She leaned into people, fascinated by whatever they felt made their life tedious, and Zimiga fit this unorthodox endeavor.
Instead of writing a script then piecing together the cast, Beecroft plucked a real story from a real rancher in the emptiest part of the country. Then, she patiently “searched for the magic.”
After first meeting Zimiga, Beecroft was drawn to the ranch again and again. Eventually, she just stayed − living with the family for three years.
“I didn’t think this would become a feature film, but I did know I was in love with their lives,” said Beecroft, 31. “I felt starstruck and was obsessed with them but also more connected to myself when I was with them.”
“East of Wall” is a docu-fiction drama that features Zimiga, 36, playing herself, her 18-year-old daughter, Porshia Zimiga, playing herself and a few other rider friends stepping in as novice actors. Tabby’s 6-year-old son, Stetson, is also in the film.
Their story was crafted by Beecroft while she was living their life alongside them and working with a very scant budget – tagging calves, bailing hay, grabbing a soda and an Indian taco in Wasta or stepping out while Mom screams at Porshia for stealing traffic cones in the middle of the night.
“They were for barrel racing!” Porshia says. (That one makes it into the film).
But it’s all collaboratively scripted, putting Tabby and Porshia into the position of essentially rehashing their own stories in real time – not an easy feat for a feral teenager and a broken-down widow trying to maintain 1,200 acres of family farmland on her own.
“I ain’t no ‘Yellowstone,’ ” Tabby says. “I ain’t got no white picket fence or lush green grass everywhere. I got prairie dog holes and mean-ass dogs outside, but I have a lot of trust in Kate.”
TikTok on the horse ranch
“East of Wall” first premiered at the Sundance Film Festival in January. It won most votes from audience attendees and was quickly picked up by Sony Pictures Classics, likely for its raw slap in the face about warrior women in the modern American West.
The melodramatic intensity of a classic Western does well and all, but put a bunch of tattooed women around a campfire to reveal the real macabre behind a cowboy, leaving the cameramen in tears, and you’ve got what they call “Hollywood gold.”
“I tried to leave the theater watching that scene,” Tabby says. “Porshia did, too. But Kate held my hand and kept me there, and it has made the grief easier.”
Beecroft taught herself how to direct while at the same time teaching these girls how to act, but she always saw it in them.

:::

__What to work on__
(1) Answer these questions from the article on the film "East of Wall":
(a) How long did Beecroft live with the family?
(b) At which festival did the film first premiere, and in what month?
(c) How many acres of family farmland is Tabby trying to maintain on her own?
(2) Carry the article on the film "East of Wall" forward, picking up right after its final sentence.

:::

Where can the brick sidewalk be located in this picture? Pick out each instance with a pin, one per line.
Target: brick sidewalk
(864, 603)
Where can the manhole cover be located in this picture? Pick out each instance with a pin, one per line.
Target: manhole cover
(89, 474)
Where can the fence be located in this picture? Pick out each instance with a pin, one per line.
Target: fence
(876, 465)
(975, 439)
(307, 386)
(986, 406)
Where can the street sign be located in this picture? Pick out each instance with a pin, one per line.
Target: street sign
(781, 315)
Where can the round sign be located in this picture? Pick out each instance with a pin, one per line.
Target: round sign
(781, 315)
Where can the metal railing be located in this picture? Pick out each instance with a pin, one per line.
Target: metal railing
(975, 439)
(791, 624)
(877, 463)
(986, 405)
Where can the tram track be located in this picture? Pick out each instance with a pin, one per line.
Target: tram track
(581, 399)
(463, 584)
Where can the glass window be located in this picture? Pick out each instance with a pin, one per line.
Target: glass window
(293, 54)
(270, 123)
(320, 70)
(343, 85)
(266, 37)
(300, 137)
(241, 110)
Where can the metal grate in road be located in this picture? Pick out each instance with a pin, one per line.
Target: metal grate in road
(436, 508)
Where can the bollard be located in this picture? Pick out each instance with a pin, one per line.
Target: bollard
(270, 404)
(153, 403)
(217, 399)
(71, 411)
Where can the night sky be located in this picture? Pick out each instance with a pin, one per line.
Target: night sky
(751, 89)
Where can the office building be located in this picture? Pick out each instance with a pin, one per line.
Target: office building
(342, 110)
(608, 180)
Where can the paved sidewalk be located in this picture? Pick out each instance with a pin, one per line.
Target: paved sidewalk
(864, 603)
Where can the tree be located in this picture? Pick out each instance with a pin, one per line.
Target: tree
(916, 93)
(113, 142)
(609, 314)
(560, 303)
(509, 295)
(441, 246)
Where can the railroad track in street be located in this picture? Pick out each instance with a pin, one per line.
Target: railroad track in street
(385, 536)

:::

__Answer section__
(1)
(a) Three years.
(b) The Sundance Film Festival, in January.
(c) 1,200 acres.

(2)
“I needed to see their faces and their souls onscreen,” Beecroft says. “They have a natural ability as performers, and anyone who watches this will fall in love with Tabby and these kids.”
The film is unexpected, too. Yes, there are rodeo queens, the twinkle in a cowboy’s eye and the romantic haze of a sunset, but then Tabby’s selling horses on TikTok, the girls play Shaboozey while riding bareback in bikinis and someone just landed a backward flip off their horse.
All the music in the film is from Tabby’s Spotify playlists for rodeos or breaking horses. Forget the cowboy hat, your girl’s got a JBL speaker tied to her saddle.
“I’m a vegan from LA,” Beecroft says. “I didn’t want my fingerprints too much on this film. I wanted it to be Tabby and incorporate how she sees things.”
A story of female resilience
There were a few actors in the film. Broadway star Jennifer Ehle, known for “Pride and Prejudice” and “Zero Dark Thirty,” stars as Tabby’s mother, Tracy, and even wore Tracy’s actual clothes for the movie.
And Emmy-nominated actor Scoot McNairy, who recently starred in the Bob Dylan biopic “A Complete Unknown,” plays fictional character Roy, a filthy deep-pocket rancher who wants to buy Tabby’s land.
“East of Wall” is a story about female resilience: their unapologetic power behind the submissiveness that Hollywood wants us to see in a woman.
But the film made it this far by the power of friendship. The cowgirl and the Californian who “protect each other,” lived together and broke bread together are “forever.”
“We’re worlds apart,” Beecroft says. “But she’s the closest person in my life.”